- DVD Cover
- Directed by: Guddu Dhanoa
- Written by: Robin Henry Rumi Jaffery (dialogues)
- Produced by: Namrata Dehal
- Starring: Akshay Kumar; Saif Ali Khan; Tabu; Pratibha Sinha; Amrish Puri; Anupam Kher;
- Cinematography: Sripad Natu
- Edited by: V. N. Mayekar
- Music by: Dilip Sen Sameer Sen
- Release date: 10 May 1996;
- Running time: 152 minutes
- Country: India
- Language: Hindi
- Budget: est. ₹ 4.25 crore
- Box office: est. ₹ 10.78 crore

= Tu Chor Main Sipahi =

1996 film by Guddu Dhanoa

Tu Chor Main Sipahi (English: You're the thief, I'm the cop) is a 1996 Indian action film starring Akshay Kumar, Saif Ali Khan, Tabu and Pratibha Sinha. It was directed by Guddu Dhanoa and written by Rumi Jaffery and Robin Henry.

▸ **EXCERPTED DATA**
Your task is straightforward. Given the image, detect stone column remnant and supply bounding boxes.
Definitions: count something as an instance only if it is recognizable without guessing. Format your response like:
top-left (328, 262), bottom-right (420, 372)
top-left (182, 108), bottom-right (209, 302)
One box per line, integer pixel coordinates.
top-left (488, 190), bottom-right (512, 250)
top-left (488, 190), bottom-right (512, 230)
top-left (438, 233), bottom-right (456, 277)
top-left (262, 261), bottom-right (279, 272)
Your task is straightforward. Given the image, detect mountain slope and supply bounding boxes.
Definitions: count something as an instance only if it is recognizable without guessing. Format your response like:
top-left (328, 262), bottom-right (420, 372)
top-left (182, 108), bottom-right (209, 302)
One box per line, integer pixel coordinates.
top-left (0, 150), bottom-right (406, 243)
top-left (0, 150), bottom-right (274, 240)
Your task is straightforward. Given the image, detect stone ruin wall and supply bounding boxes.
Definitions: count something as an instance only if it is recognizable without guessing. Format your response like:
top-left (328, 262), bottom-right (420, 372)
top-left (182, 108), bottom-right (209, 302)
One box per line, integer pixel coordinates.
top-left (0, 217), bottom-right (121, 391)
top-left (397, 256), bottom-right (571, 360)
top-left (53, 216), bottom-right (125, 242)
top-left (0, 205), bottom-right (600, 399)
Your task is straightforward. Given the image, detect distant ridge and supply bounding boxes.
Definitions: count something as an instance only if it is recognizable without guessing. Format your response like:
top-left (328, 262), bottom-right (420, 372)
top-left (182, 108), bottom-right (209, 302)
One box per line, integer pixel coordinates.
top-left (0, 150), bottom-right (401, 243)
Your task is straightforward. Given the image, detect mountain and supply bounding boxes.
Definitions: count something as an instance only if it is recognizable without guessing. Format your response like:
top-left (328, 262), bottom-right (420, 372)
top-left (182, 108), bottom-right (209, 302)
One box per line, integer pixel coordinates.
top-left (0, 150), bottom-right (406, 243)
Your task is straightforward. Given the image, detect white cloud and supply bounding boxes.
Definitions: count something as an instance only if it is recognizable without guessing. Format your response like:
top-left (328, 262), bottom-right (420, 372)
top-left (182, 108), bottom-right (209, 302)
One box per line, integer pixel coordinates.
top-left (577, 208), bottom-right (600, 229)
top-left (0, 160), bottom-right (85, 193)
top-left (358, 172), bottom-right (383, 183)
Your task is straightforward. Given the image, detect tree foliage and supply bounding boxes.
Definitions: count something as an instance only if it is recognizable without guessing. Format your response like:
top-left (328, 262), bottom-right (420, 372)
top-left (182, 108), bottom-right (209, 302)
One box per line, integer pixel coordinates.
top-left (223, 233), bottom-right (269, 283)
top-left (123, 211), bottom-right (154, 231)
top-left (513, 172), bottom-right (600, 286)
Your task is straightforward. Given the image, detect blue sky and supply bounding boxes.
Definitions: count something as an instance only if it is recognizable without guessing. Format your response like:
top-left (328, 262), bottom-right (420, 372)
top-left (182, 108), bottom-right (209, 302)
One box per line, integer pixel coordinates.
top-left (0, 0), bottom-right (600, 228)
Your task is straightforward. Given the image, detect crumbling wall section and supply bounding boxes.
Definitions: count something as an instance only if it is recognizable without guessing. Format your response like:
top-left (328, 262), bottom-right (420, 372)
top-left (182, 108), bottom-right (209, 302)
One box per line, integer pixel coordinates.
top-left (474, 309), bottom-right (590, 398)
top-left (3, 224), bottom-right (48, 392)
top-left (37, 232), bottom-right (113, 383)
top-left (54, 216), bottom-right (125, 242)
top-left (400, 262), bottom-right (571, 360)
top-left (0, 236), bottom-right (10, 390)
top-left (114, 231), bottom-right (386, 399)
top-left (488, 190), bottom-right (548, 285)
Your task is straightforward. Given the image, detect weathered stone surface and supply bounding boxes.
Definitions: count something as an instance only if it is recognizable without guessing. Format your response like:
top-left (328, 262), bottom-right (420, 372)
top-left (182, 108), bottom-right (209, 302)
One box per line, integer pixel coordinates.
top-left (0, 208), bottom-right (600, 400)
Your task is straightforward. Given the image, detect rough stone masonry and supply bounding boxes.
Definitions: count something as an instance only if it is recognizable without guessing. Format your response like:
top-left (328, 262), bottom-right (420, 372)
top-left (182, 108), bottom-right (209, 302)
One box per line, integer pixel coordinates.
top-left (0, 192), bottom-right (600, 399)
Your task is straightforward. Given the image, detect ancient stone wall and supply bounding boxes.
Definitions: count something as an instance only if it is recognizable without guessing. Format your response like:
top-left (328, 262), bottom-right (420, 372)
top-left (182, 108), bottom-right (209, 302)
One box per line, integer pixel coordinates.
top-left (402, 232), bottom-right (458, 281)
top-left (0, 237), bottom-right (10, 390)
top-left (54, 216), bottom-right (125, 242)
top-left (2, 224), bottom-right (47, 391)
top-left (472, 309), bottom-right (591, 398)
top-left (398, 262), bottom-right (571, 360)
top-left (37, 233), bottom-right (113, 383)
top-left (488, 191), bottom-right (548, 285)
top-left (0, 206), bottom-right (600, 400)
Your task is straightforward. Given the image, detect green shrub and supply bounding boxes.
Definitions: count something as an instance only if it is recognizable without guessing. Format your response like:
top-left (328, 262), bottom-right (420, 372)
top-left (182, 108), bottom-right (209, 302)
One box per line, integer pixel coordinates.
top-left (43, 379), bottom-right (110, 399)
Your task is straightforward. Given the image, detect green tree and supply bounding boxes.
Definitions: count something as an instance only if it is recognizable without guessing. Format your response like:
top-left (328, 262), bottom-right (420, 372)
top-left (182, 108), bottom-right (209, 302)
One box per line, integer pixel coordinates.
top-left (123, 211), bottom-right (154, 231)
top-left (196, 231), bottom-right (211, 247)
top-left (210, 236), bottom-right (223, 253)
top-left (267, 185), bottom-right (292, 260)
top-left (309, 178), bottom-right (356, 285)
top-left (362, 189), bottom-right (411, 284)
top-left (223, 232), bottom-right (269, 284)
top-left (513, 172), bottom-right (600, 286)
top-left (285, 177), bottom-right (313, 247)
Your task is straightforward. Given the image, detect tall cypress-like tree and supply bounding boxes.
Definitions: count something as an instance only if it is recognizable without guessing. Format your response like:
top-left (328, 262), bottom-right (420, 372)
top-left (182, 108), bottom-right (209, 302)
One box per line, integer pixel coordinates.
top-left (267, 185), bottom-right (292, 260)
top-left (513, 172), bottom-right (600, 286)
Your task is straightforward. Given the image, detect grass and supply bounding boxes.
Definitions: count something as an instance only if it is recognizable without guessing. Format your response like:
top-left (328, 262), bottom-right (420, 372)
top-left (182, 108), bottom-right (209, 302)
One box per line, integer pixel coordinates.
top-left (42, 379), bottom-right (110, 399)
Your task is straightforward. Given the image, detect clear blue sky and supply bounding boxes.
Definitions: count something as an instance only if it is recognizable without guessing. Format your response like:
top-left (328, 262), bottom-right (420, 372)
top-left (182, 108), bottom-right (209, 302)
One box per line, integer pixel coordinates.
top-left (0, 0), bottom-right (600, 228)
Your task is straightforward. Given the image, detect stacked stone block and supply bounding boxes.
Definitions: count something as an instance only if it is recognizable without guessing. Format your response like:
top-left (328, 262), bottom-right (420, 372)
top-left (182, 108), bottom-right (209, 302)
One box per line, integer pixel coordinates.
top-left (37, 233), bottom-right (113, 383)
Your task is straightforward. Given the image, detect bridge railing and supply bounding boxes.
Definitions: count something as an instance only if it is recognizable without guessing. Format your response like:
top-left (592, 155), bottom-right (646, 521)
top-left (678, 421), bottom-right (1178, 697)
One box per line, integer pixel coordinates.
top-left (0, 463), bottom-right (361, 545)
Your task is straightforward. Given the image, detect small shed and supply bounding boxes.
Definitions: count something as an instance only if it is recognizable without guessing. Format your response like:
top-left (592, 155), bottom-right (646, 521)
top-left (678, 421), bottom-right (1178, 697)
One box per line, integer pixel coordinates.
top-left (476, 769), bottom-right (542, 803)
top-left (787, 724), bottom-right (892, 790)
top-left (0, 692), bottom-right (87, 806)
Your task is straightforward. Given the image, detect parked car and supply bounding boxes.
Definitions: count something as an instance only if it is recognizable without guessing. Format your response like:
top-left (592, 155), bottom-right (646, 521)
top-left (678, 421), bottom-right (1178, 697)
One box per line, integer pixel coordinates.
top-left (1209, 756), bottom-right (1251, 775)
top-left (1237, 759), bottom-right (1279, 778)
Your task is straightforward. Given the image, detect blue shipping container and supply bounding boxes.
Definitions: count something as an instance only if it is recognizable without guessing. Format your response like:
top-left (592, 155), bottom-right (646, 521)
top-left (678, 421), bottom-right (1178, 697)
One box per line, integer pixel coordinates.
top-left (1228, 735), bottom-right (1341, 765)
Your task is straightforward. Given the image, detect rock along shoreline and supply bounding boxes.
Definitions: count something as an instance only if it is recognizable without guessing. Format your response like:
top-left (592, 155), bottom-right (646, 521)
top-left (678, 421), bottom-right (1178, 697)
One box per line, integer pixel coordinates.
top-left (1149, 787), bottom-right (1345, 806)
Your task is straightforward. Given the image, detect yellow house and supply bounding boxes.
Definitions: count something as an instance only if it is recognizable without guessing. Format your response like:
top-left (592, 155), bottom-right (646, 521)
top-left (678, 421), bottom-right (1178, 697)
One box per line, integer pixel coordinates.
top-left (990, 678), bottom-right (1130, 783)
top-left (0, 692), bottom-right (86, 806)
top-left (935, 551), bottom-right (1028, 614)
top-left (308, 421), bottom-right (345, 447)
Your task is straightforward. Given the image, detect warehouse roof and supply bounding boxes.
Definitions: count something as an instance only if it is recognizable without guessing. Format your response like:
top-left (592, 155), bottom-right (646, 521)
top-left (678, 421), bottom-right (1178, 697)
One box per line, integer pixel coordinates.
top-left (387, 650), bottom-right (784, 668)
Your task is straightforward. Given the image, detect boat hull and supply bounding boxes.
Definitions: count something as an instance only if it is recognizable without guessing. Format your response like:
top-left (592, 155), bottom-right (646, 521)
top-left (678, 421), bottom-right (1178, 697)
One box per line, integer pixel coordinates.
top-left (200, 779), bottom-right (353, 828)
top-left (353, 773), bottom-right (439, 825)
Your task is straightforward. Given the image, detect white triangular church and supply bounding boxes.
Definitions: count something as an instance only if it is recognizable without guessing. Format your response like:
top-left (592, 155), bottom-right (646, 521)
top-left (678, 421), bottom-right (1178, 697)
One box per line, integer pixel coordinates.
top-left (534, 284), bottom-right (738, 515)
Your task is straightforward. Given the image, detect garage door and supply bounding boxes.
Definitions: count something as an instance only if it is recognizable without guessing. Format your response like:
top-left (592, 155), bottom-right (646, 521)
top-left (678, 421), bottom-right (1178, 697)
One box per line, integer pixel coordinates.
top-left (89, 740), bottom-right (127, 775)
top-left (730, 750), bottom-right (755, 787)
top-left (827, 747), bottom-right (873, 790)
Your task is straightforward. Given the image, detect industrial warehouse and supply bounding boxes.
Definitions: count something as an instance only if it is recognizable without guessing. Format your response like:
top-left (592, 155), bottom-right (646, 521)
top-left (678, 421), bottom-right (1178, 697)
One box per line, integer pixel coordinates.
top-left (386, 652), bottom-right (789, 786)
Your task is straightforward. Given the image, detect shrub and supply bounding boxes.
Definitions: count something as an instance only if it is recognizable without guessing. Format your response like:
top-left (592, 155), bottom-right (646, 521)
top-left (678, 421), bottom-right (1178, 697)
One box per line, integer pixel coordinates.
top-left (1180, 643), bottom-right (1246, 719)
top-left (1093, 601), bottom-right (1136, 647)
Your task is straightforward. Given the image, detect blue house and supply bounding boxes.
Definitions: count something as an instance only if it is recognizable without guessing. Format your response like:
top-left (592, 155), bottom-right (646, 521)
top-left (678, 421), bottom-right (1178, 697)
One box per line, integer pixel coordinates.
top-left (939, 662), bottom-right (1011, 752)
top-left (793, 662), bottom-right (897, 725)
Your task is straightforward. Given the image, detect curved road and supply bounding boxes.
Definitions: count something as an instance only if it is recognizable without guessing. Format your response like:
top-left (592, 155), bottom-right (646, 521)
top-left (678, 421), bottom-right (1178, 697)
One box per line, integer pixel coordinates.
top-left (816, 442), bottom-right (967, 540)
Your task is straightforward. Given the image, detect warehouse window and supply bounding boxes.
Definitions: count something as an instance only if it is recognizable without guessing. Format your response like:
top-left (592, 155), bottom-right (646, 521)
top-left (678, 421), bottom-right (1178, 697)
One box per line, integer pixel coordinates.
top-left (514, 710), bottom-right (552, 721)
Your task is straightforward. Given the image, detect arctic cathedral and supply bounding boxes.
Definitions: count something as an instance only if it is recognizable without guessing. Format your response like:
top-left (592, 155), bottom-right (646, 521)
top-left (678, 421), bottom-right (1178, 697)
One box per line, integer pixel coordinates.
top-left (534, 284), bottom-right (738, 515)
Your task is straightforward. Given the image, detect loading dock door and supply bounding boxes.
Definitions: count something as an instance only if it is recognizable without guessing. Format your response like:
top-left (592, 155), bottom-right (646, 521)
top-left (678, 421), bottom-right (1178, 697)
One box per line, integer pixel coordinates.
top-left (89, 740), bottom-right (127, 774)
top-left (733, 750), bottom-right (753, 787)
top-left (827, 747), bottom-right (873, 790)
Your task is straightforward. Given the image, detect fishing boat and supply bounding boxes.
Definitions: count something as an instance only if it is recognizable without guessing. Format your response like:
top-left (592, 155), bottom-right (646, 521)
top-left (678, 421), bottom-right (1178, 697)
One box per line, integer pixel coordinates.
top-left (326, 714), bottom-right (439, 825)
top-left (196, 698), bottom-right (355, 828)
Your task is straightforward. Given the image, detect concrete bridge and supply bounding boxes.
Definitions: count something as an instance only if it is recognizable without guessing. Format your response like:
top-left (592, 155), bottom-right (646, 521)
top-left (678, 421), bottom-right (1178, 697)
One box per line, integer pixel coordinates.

▸ **EXERCISE**
In the Tu Chor Main Sipahi film page, who is listed as the film's producer?

▸ **WRITTEN RESPONSE**
Namrata Dehal